### Given instruction
Count the lines in the material below that contain the word "foliage", matching case exactly. Give only the number.
--- BEGIN ---
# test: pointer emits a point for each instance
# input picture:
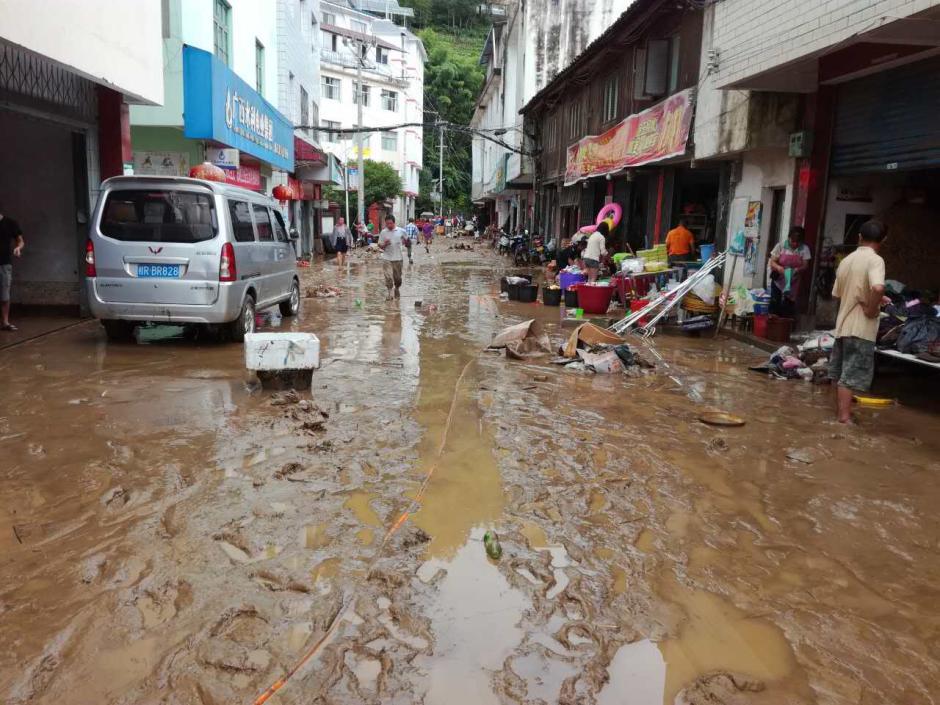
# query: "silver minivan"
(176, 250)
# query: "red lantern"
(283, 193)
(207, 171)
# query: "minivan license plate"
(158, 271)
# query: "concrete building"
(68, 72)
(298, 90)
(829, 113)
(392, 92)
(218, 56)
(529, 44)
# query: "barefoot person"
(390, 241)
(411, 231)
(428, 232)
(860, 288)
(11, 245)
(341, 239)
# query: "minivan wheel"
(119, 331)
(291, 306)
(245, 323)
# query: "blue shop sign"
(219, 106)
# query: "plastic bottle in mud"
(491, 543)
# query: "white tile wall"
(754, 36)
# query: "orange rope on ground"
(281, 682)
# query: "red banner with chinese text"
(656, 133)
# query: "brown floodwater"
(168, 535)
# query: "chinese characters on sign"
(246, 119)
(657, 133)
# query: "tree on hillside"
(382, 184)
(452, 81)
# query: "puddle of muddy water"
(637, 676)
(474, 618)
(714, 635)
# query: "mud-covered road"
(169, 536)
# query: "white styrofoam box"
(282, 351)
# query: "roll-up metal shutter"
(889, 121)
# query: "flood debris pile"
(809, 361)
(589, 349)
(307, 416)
--- END ---
--- BEGIN ---
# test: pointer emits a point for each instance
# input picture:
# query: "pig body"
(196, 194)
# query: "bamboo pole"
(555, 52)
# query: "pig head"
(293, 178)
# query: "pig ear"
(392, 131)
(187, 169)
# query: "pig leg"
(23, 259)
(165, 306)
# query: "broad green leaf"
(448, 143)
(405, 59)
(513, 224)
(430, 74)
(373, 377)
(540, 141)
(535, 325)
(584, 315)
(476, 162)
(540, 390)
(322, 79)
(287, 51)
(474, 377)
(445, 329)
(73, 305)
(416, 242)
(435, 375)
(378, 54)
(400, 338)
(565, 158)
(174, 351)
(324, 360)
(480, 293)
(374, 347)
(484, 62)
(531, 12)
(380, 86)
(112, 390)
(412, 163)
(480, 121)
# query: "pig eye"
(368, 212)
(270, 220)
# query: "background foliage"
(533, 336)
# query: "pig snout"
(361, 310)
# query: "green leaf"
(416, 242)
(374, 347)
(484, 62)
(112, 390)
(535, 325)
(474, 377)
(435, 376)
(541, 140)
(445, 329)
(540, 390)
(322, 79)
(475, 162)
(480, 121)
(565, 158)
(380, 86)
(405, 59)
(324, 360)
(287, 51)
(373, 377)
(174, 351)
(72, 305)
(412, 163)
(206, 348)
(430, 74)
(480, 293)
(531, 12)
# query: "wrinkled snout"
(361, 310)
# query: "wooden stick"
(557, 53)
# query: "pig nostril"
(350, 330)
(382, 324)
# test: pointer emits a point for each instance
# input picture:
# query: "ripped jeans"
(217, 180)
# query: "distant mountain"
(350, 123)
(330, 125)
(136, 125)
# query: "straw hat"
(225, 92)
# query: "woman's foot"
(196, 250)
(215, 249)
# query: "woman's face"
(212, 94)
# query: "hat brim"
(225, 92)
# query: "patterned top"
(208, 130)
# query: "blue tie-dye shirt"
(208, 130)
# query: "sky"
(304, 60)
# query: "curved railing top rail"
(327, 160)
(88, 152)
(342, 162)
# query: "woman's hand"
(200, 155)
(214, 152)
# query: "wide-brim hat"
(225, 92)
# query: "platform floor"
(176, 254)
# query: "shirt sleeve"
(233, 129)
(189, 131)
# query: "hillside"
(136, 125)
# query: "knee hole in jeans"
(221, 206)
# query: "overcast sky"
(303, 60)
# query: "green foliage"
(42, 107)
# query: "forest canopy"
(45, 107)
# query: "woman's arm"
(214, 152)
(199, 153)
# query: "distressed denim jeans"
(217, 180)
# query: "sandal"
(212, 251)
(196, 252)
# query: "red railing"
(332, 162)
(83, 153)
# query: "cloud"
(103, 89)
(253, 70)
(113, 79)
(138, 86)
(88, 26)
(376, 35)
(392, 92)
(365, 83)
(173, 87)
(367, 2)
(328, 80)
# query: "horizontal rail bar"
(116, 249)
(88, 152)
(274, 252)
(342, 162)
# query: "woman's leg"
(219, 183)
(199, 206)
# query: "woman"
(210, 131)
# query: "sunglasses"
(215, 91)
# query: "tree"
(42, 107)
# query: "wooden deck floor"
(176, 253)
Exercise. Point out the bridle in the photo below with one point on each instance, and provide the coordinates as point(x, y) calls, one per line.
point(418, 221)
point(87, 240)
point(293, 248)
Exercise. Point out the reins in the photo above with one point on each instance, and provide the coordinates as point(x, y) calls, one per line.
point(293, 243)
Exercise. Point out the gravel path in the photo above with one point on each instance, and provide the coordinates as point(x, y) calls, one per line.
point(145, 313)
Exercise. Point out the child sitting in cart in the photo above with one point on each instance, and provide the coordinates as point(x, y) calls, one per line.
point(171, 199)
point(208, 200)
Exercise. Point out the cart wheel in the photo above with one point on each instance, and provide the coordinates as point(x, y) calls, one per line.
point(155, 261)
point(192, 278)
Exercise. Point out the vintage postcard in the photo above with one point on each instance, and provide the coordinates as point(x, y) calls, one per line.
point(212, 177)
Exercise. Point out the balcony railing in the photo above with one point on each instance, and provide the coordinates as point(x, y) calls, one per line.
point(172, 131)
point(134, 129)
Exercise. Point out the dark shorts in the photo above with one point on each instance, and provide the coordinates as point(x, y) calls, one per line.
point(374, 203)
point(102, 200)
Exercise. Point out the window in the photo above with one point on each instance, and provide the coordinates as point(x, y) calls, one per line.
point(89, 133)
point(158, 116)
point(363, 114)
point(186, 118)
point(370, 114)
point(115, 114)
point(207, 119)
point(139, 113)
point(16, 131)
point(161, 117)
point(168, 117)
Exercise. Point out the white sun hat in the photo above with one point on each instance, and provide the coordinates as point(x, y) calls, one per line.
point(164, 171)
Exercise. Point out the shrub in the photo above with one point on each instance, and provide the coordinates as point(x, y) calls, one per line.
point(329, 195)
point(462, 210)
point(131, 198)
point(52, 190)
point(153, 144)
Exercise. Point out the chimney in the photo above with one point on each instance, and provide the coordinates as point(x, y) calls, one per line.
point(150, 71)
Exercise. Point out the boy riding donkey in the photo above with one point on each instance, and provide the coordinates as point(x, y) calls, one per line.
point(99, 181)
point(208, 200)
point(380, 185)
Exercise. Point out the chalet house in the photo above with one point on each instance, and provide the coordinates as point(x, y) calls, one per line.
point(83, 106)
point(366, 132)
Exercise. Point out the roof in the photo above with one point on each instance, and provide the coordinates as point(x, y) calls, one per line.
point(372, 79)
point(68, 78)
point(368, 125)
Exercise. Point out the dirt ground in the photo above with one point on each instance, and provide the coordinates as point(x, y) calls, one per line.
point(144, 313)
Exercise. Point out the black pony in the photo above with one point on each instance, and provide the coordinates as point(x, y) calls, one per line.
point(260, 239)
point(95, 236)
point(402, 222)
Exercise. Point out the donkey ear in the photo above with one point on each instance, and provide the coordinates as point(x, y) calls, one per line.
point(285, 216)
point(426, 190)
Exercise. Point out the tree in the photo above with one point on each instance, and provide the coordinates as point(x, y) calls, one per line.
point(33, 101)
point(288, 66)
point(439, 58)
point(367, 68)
--- END ---
### Result
2